ACTIVITY: All the data below needs to be retyped exactly as shown.

*** Opening SOURCE DATA ***

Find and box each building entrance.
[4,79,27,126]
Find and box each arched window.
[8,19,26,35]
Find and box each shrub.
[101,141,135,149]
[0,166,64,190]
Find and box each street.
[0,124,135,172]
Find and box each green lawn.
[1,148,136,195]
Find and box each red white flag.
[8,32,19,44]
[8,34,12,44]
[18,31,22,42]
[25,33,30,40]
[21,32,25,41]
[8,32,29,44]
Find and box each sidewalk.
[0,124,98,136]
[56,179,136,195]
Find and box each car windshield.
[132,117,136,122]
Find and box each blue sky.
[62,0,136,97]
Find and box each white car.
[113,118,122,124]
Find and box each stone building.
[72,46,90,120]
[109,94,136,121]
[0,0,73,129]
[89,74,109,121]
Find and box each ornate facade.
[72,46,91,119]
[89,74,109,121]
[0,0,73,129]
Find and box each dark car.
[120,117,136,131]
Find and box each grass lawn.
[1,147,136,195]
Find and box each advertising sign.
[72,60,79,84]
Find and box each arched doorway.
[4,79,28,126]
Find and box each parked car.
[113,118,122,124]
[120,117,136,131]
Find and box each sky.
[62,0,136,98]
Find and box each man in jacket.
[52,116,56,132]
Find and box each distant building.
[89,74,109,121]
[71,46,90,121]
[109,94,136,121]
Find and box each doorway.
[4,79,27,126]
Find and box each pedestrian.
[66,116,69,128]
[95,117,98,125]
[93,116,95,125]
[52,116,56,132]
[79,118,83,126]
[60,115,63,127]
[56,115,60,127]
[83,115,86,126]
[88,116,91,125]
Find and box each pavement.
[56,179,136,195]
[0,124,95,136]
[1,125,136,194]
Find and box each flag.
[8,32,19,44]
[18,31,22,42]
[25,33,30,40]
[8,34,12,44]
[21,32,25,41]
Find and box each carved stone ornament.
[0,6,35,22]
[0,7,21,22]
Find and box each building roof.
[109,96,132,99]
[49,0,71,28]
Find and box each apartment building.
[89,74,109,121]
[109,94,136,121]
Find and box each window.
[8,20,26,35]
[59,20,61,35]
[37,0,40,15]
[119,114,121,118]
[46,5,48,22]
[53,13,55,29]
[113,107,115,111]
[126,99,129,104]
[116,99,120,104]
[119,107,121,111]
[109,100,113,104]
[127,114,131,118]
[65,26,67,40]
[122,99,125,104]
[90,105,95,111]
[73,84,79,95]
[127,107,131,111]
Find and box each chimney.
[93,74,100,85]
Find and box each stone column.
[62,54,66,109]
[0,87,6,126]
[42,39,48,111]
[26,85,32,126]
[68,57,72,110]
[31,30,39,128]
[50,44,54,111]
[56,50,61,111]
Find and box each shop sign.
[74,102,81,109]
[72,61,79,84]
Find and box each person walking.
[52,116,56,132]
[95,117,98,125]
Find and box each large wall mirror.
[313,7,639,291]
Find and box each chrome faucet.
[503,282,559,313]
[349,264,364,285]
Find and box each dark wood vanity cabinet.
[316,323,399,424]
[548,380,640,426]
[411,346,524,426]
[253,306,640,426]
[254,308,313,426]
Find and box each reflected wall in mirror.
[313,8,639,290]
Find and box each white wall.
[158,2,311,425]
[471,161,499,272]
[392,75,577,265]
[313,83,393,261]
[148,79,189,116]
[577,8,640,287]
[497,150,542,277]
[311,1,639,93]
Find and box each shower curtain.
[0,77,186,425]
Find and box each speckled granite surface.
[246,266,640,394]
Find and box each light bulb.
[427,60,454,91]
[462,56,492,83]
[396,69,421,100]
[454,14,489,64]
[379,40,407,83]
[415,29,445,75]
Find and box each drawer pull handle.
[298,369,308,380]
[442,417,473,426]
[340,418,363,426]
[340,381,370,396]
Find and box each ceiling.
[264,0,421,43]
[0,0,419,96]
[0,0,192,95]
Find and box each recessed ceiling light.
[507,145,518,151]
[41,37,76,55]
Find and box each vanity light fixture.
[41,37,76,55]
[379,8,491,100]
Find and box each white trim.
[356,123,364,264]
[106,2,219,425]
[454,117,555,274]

*** Closing SOURCE DATA ***

EXPECTED ANSWER:
Find and box each building entrance.
[4,79,27,126]
Find and box each arched window.
[8,19,26,35]
Find and box each shrub.
[101,141,135,149]
[0,166,64,190]
Find and box each street.
[0,124,135,172]
Find and box each green lawn.
[1,148,136,195]
Find and box each red white flag.
[8,32,19,44]
[8,34,12,44]
[18,31,22,42]
[25,33,30,40]
[21,32,25,41]
[8,32,29,44]
Find and box each sidewalk.
[0,124,98,136]
[56,179,136,195]
Find and box each car windshield.
[132,117,136,122]
Find and box each blue sky.
[62,0,136,97]
Find and box each white car.
[113,118,122,124]
Find and box each stone building.
[72,46,90,120]
[109,94,136,121]
[0,0,73,129]
[89,74,109,121]
Find and box each ornate facade.
[72,46,91,119]
[89,74,109,121]
[0,0,73,129]
Find and box each dark car.
[120,117,136,131]
Find and box each grass lawn.
[1,147,136,195]
Find and box each advertising sign.
[72,60,79,84]
Find and box each arched doorway.
[4,79,28,126]
Find and box each parked car.
[113,118,122,124]
[120,117,136,131]
Find and box each sky.
[62,0,136,98]
Find and box each man in jacket.
[52,116,56,132]
Find and box each distant building.
[89,74,109,121]
[71,46,90,121]
[109,94,136,121]
Find and box each doorway.
[4,79,27,126]
Find and box each pedestrian.
[66,116,69,128]
[95,117,98,125]
[93,116,95,125]
[52,116,56,132]
[79,118,83,126]
[60,115,63,127]
[56,115,60,127]
[83,115,86,126]
[88,116,91,125]
Find and box each pavement.
[56,179,136,195]
[0,124,95,136]
[1,125,136,194]
Find and box each flag.
[8,32,19,44]
[18,31,22,42]
[25,33,30,40]
[8,34,12,44]
[21,32,25,41]
Find and box each carved stone ornament.
[0,6,35,22]
[0,7,21,22]
Find and box each building roof.
[109,96,132,99]
[49,0,71,28]
Find and box each apartment building.
[89,74,109,121]
[109,94,136,121]
Find and box each window.
[8,20,26,35]
[59,20,61,35]
[37,0,40,15]
[119,114,121,118]
[46,5,48,22]
[53,13,55,29]
[113,107,115,111]
[126,99,129,104]
[116,99,120,104]
[119,107,121,111]
[109,100,113,104]
[127,114,131,118]
[65,26,67,40]
[122,99,125,104]
[90,105,95,111]
[73,84,79,95]
[127,107,131,111]
Find and box each chimney.
[93,74,100,85]
Find and box each stone column.
[62,54,66,109]
[0,87,6,126]
[42,39,48,111]
[26,85,32,126]
[68,57,72,110]
[31,30,39,128]
[50,44,54,111]
[56,50,61,111]
Find and box each shop sign.
[74,102,81,109]
[72,61,79,84]
Find and box each person walking.
[52,116,56,132]
[95,117,98,125]
Find and box each large wall mirror.
[313,7,639,291]
Find and box each chrome faucet.
[503,282,559,313]
[349,264,364,285]
Find and box each dark wood vanity cabinet.
[316,323,399,424]
[548,380,640,426]
[411,346,524,426]
[253,306,640,426]
[254,308,313,426]
Find and box each reflected wall in mirror.
[313,8,639,290]
Find and box each white wall.
[158,2,311,425]
[471,161,499,272]
[392,75,577,265]
[313,83,393,261]
[148,79,189,116]
[577,8,640,287]
[497,150,542,277]
[311,1,639,93]
Find and box each shower curtain.
[0,77,186,425]
Find and box each speckled granite surface.
[246,266,640,394]
Find and box each light bulb.
[427,60,454,91]
[462,56,492,83]
[396,69,421,100]
[454,14,489,64]
[379,40,407,83]
[415,29,445,75]
Find and box each drawer pull handle.
[298,369,308,380]
[442,417,473,426]
[340,418,363,426]
[340,381,370,396]
Find and box each ceiling.
[264,0,421,43]
[0,0,419,96]
[0,0,192,95]
Find and box each recessed ceiling light.
[507,145,518,151]
[41,37,76,55]
Find and box each vanity light fixture.
[41,37,76,55]
[379,8,491,100]
Find and box each white trim.
[356,123,364,264]
[106,2,219,425]
[454,117,555,274]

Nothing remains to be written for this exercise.